(TO DO): Transcribe everything in the passage on object pose estimation below from "2. Related Work" down to "et al., 2020).".

(EXTRACTED TEXT):
>> START

Table 1. The three evaluated methods for 6D object pose estimation from RGB input and their experimentally determined traits.

2. Related Work

Before the explosion of the DNN based techniques, the 6-DoF object pose estimation literature was dominated by feature and template matching methods. More recently, the paradigm shifted to learning based methods and specifically to DNNs. In this section, we focus on methods that use monocular RGB input to perform instance-level 6-DoF object pose estimation. For a deeper analysis and comparison of methods using different input modalities the reader is referred to extensive reviews on the problem (Hodaň et al., 2016; Hodan et al., 2018; Sahin et al., 2020).

>> END

(STORED DATA):

>> START

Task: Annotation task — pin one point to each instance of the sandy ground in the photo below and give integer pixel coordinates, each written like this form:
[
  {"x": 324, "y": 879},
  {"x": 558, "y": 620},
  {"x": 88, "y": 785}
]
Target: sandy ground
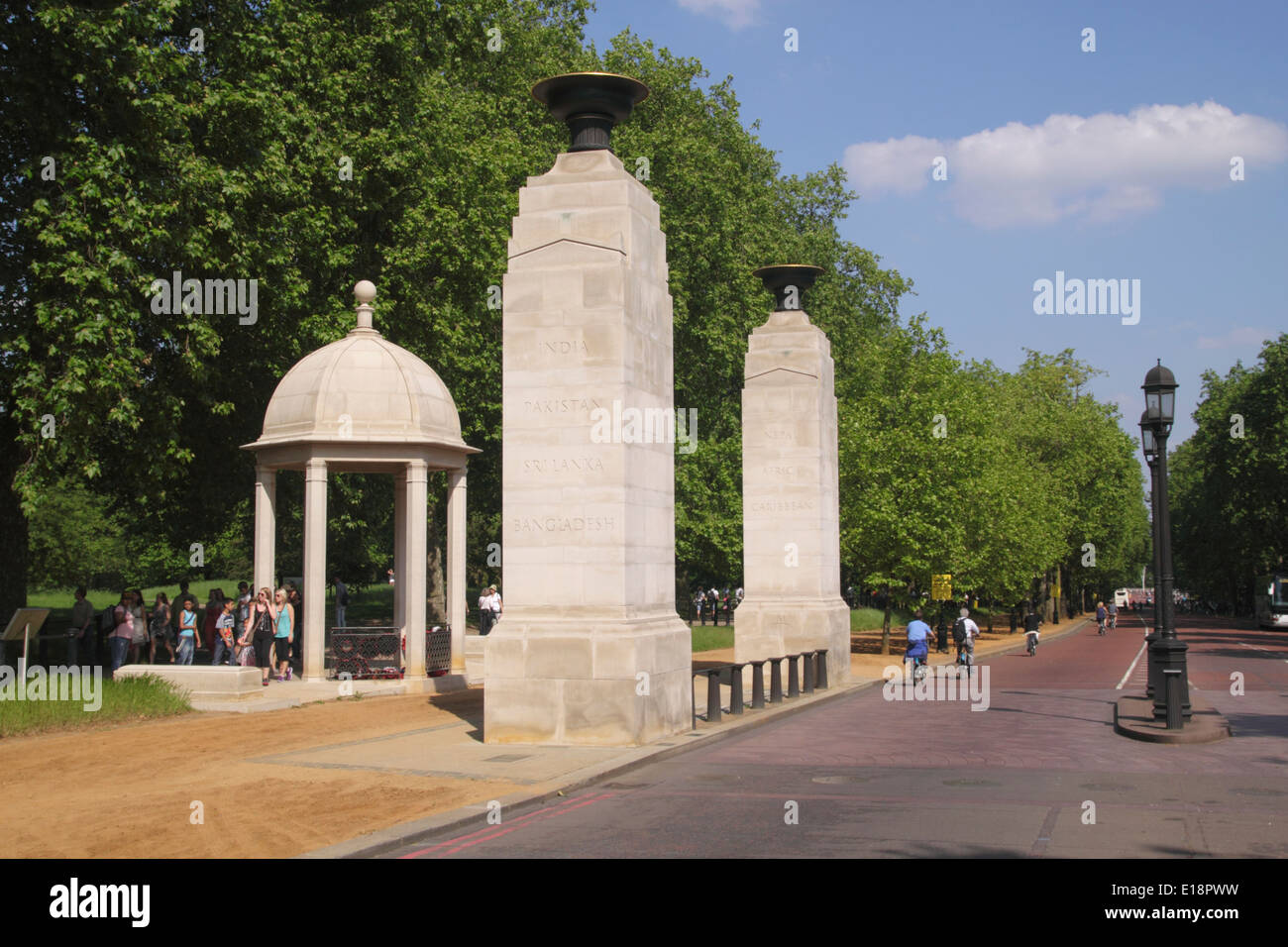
[{"x": 127, "y": 791}]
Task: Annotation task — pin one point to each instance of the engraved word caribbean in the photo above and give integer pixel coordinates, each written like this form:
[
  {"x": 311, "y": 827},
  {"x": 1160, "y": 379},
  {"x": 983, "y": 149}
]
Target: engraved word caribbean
[
  {"x": 648, "y": 425},
  {"x": 206, "y": 298},
  {"x": 1087, "y": 298}
]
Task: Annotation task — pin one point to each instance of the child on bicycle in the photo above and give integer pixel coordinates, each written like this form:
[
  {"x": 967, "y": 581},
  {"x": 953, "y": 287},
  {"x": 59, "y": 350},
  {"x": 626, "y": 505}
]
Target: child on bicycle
[{"x": 918, "y": 643}]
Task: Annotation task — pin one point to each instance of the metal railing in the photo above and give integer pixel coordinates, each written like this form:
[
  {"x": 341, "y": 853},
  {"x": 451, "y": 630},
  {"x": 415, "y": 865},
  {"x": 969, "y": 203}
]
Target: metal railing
[
  {"x": 806, "y": 672},
  {"x": 370, "y": 652},
  {"x": 717, "y": 616}
]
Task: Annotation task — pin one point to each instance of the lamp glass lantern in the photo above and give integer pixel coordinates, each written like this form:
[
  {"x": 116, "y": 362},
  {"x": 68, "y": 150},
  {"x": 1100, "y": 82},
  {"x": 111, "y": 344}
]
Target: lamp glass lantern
[
  {"x": 1146, "y": 436},
  {"x": 1160, "y": 395}
]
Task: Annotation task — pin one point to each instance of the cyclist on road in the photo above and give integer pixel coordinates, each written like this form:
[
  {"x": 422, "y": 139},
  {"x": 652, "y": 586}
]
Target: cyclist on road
[
  {"x": 1030, "y": 631},
  {"x": 918, "y": 642}
]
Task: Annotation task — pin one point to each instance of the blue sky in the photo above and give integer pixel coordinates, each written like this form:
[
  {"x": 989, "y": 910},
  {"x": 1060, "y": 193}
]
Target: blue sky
[{"x": 1104, "y": 165}]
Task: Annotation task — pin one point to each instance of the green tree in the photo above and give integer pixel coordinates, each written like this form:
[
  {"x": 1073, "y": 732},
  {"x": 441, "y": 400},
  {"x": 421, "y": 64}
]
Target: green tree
[{"x": 1229, "y": 482}]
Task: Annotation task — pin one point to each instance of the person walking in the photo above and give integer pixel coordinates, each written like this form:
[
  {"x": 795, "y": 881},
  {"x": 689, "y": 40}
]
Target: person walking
[
  {"x": 78, "y": 633},
  {"x": 493, "y": 603},
  {"x": 295, "y": 598},
  {"x": 258, "y": 631},
  {"x": 141, "y": 626},
  {"x": 1030, "y": 629},
  {"x": 283, "y": 633},
  {"x": 159, "y": 628},
  {"x": 243, "y": 603},
  {"x": 342, "y": 600},
  {"x": 484, "y": 611},
  {"x": 189, "y": 639}
]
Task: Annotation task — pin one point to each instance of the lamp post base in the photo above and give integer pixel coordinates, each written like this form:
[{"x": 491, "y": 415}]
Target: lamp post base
[{"x": 1172, "y": 681}]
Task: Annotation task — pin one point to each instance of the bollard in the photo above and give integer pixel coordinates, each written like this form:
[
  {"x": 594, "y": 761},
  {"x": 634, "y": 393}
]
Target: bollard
[
  {"x": 735, "y": 688},
  {"x": 1173, "y": 697},
  {"x": 712, "y": 696},
  {"x": 820, "y": 684},
  {"x": 758, "y": 684}
]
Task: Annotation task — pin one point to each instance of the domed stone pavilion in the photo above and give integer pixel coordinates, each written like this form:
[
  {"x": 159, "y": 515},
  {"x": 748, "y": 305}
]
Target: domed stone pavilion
[{"x": 365, "y": 405}]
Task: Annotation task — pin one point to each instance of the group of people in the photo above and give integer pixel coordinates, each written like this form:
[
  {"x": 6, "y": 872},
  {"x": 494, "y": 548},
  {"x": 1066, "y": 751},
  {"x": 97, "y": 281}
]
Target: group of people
[
  {"x": 965, "y": 631},
  {"x": 715, "y": 602},
  {"x": 262, "y": 630}
]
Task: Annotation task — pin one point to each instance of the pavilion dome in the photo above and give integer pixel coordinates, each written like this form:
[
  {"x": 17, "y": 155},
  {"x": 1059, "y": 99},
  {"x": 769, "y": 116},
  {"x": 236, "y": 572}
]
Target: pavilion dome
[{"x": 362, "y": 388}]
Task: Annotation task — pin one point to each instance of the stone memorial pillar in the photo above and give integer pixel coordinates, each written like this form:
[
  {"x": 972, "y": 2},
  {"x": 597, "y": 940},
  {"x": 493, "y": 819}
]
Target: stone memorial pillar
[
  {"x": 790, "y": 487},
  {"x": 590, "y": 650}
]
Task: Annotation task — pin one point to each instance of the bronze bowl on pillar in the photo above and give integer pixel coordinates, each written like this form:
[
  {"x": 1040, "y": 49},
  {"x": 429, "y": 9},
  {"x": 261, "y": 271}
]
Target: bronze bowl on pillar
[
  {"x": 591, "y": 103},
  {"x": 780, "y": 278}
]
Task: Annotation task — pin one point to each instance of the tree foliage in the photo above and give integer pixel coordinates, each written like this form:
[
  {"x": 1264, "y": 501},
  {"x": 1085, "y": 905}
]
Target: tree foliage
[
  {"x": 1229, "y": 482},
  {"x": 230, "y": 161}
]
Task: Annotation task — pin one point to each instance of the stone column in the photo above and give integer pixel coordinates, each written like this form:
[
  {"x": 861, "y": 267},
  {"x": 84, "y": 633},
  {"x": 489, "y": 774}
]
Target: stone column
[
  {"x": 399, "y": 548},
  {"x": 790, "y": 487},
  {"x": 591, "y": 651},
  {"x": 412, "y": 577},
  {"x": 266, "y": 528},
  {"x": 314, "y": 570},
  {"x": 456, "y": 603}
]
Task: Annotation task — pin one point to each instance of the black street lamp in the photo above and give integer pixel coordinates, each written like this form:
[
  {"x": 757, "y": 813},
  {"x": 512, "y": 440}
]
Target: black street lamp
[
  {"x": 1171, "y": 686},
  {"x": 1150, "y": 447}
]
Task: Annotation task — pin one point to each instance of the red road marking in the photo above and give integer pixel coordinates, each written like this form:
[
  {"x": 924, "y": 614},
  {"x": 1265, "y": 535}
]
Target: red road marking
[{"x": 472, "y": 838}]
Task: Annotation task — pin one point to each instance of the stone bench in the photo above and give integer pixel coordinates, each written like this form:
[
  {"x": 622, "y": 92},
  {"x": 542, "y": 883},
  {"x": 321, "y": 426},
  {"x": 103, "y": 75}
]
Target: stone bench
[{"x": 204, "y": 682}]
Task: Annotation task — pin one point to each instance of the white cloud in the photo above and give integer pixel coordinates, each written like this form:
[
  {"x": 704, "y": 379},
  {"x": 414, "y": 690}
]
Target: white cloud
[
  {"x": 1244, "y": 335},
  {"x": 734, "y": 13},
  {"x": 1096, "y": 169}
]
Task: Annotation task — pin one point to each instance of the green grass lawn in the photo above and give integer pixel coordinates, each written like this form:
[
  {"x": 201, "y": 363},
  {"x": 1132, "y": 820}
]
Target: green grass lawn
[
  {"x": 129, "y": 698},
  {"x": 871, "y": 618},
  {"x": 709, "y": 638}
]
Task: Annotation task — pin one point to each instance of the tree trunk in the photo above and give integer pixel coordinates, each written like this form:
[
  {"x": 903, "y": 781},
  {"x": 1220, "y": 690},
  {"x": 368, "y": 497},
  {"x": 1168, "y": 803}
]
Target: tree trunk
[
  {"x": 436, "y": 608},
  {"x": 885, "y": 625}
]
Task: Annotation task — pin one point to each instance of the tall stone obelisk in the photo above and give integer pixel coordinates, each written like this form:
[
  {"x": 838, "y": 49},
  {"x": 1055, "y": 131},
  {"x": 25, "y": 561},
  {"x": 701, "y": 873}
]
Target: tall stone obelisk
[
  {"x": 790, "y": 487},
  {"x": 590, "y": 650}
]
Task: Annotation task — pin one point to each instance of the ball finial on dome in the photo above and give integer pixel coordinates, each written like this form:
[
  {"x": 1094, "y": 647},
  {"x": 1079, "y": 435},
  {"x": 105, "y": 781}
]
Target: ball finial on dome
[{"x": 364, "y": 291}]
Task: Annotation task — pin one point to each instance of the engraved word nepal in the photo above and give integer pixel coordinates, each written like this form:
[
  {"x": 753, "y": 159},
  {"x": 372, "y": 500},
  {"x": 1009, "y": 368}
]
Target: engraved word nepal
[
  {"x": 649, "y": 425},
  {"x": 1087, "y": 298}
]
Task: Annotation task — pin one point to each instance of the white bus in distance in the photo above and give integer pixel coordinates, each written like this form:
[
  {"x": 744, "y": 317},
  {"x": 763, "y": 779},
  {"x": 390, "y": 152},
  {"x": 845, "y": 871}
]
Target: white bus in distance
[{"x": 1273, "y": 600}]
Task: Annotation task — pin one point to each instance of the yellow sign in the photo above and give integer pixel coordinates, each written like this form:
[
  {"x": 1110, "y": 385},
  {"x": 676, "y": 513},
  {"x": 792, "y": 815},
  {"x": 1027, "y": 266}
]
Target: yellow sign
[{"x": 941, "y": 586}]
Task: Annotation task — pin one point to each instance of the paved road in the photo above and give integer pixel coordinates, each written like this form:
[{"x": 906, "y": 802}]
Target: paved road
[{"x": 872, "y": 777}]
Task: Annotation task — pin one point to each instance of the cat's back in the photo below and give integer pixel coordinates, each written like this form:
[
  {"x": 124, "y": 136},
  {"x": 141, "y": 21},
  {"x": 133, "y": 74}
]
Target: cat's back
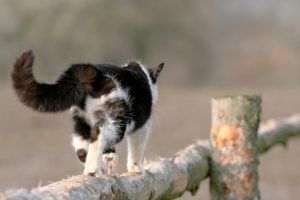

>> END

(FULL ANSWER):
2. Related Work

Before the explosion of the DNN based techniques, the 6-DoF object pose estimation literature was dominated by feature and template matching methods. More recently, the paradigm shifted to learning based methods and specifically to DNNs. In this section, we focus on methods that use monocular RGB input to perform instance-level 6-DoF object pose estimation. For a deeper analysis and comparison of methods using different input modalities the reader is referred to extensive reviews on the problem (Hodaň et al., 2016; Hodan et al., 2018; Sahin et al., 2020).